**Task statement:** Please copy out every line of the items below, requests included, and add -70 to each coordinate in the marked points.

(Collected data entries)
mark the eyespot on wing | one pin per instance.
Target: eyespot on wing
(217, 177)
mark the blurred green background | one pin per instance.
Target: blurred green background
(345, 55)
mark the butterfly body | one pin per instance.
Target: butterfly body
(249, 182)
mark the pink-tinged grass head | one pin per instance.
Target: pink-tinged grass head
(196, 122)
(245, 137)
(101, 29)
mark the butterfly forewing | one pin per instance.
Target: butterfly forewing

**Answer to this task:**
mark the eyespot on wing | one pin per instance.
Target: eyespot on wing
(147, 107)
mark the blurred green background | one pin per instance.
Target: blurred green background
(275, -15)
mark the butterfly body | one pin per instance.
Target: butterfly body
(179, 112)
mark the pink-tinged grass head | one pin per instance.
Target: pink-tinged grass head
(126, 52)
(175, 67)
(31, -41)
mark the butterfly forewing | one pin per instance.
Target: butterfly forewing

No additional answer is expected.